* **Task objective**: Rewrite the data below as a numbered list, one entry per line, with blank lines dropped. Leave the pictures out of your answer.

-- start of Data for this exercise --

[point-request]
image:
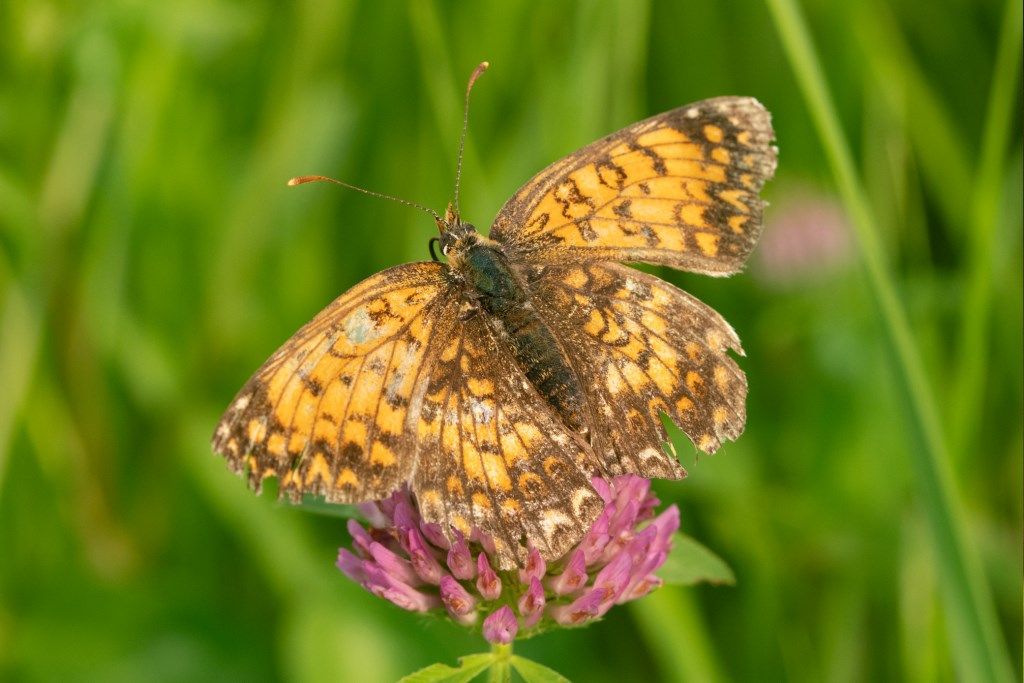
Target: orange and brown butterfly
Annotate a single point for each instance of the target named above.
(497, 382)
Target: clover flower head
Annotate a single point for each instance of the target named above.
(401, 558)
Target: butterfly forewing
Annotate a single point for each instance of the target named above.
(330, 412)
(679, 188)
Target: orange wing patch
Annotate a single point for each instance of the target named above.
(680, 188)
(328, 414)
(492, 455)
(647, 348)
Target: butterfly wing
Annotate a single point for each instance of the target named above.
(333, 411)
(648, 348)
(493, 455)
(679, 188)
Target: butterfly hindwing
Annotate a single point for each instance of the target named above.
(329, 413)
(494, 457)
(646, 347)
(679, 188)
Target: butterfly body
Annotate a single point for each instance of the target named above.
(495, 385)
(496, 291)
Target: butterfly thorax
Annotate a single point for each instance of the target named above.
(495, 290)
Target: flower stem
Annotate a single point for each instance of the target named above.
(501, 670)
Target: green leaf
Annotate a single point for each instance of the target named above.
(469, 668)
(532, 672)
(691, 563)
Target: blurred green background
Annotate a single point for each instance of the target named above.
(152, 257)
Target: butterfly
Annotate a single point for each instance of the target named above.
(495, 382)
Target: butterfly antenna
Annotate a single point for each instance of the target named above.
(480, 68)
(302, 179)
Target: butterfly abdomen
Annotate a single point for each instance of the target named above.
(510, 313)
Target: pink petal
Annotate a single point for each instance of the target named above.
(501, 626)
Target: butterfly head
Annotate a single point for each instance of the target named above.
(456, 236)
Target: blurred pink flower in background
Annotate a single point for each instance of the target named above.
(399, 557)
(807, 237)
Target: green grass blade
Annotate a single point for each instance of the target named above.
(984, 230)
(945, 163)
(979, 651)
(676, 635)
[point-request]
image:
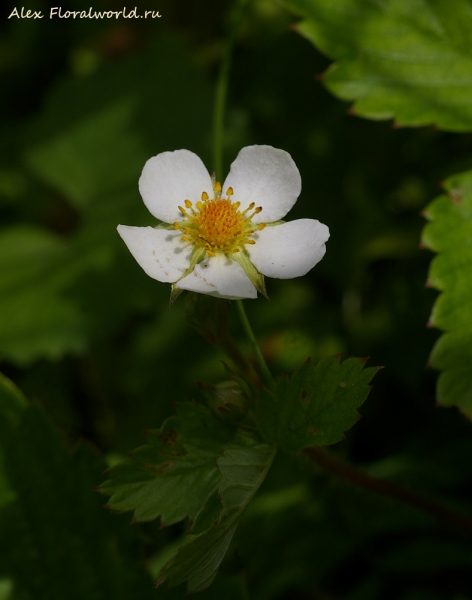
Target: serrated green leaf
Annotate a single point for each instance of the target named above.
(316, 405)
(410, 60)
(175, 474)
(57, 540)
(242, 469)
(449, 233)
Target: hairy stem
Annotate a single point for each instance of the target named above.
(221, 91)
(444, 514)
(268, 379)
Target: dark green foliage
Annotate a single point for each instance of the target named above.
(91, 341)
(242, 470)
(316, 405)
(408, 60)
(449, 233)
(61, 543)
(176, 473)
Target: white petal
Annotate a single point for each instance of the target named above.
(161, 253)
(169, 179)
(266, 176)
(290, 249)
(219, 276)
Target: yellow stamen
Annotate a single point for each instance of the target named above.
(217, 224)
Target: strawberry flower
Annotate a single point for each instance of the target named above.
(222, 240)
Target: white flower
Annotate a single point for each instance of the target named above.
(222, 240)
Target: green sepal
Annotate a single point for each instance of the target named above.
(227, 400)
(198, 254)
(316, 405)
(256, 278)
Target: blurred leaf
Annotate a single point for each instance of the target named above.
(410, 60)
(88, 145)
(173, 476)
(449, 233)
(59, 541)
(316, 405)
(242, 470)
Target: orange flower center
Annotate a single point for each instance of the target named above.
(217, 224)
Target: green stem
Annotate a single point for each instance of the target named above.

-- end of Data for this exercise --

* **The answer**:
1. [point-request]
2. image:
3. Target: orange and brown butterfly
4. Annotate a single point for each instance of the target named above.
5. (497, 382)
6. Target: clover flower head
7. Annotate a single point for each instance of the target named above.
8. (401, 558)
9. Target: butterfly forewing
10. Annotate a single point for each instance of the target named above.
11. (330, 412)
12. (679, 188)
13. Target: orange wing patch
14. Annotate a single point for each instance of the target named above.
15. (680, 188)
16. (328, 414)
17. (492, 455)
18. (647, 348)
19. Target: butterfly wing
20. Annotate a single point for each instance of the target named above.
21. (333, 411)
22. (648, 348)
23. (493, 455)
24. (679, 188)
25. Target: butterfly hindwing
26. Annotate a single point for each instance of the target named above.
27. (329, 413)
28. (494, 457)
29. (646, 347)
30. (679, 188)
31. Target: butterfly body
32. Annotate a single point for each instance of the target named above.
33. (495, 385)
34. (496, 291)
35. Target: butterfly thorax
36. Annotate a single point for each instance of the target named above.
37. (495, 290)
38. Target: flower stem
39. Annotate a single point for each instance of the target named above.
40. (501, 670)
41. Target: green leaf
42. Annotate a single point for each instance of the target named above.
43. (469, 668)
44. (532, 672)
45. (691, 563)
46. Target: blurred green background
47. Annotate a single point for each instance of the target named above.
48. (152, 257)
49. Target: butterfly
50. Annotate a single point for each instance of the target named above.
51. (495, 382)
52. Target: butterfly antenna
53. Annotate a single point for each instance of the target named above.
54. (480, 68)
55. (302, 179)
56. Target: butterfly abdomen
57. Annotate a single point for each instance of the target named above.
58. (510, 313)
59. Target: pink petal
60. Annotate a single point for each instance of the target named above.
61. (501, 626)
62. Target: butterfly head
63. Annotate a single point for each instance of the target named above.
64. (456, 236)
65. Target: blurred pink flower in background
66. Annotate a single point for each instance of the target named above.
67. (399, 557)
68. (807, 237)
69. Target: green grass blade
70. Annotate a single point for each instance of the target named above.
71. (984, 230)
72. (945, 163)
73. (979, 651)
74. (676, 635)
75. [point-request]
76. image:
77. Target: serrated green leaf
78. Annotate a single point for each instance of the target named above.
79. (316, 405)
80. (410, 60)
81. (175, 474)
82. (57, 540)
83. (242, 469)
84. (449, 233)
85. Target: hairy stem
86. Annotate a single point for each instance of the target named above.
87. (221, 91)
88. (444, 514)
89. (268, 379)
90. Target: dark green foliage
91. Annotate a single point for each instance of the target named above.
92. (91, 341)
93. (242, 470)
94. (316, 405)
95. (408, 60)
96. (449, 233)
97. (61, 543)
98. (176, 473)
99. Target: white petal
100. Annotate a single point for each instance of the target named above.
101. (161, 253)
102. (169, 179)
103. (266, 176)
104. (290, 249)
105. (219, 276)
106. Target: yellow stamen
107. Annotate a single point for each instance of the target named above.
108. (217, 224)
109. Target: strawberry flower
110. Annotate a single point for each instance of the target named above.
111. (222, 240)
112. Target: white flower
113. Annotate a single point for each instance of the target named above.
114. (222, 240)
115. Target: green sepal
116. Annotate a single point for each instance of the target named above.
117. (227, 400)
118. (198, 254)
119. (316, 405)
120. (256, 278)
121. Target: blurred leaf
122. Annotate a single point for each instance of the target named above.
123. (410, 60)
124. (88, 145)
125. (173, 476)
126. (449, 233)
127. (59, 541)
128. (316, 405)
129. (242, 470)
130. Target: orange flower center
131. Annotate a single point for each instance of the target named above.
132. (217, 224)
133. Target: green stem
134. Annotate a single point for each instance of the target named above.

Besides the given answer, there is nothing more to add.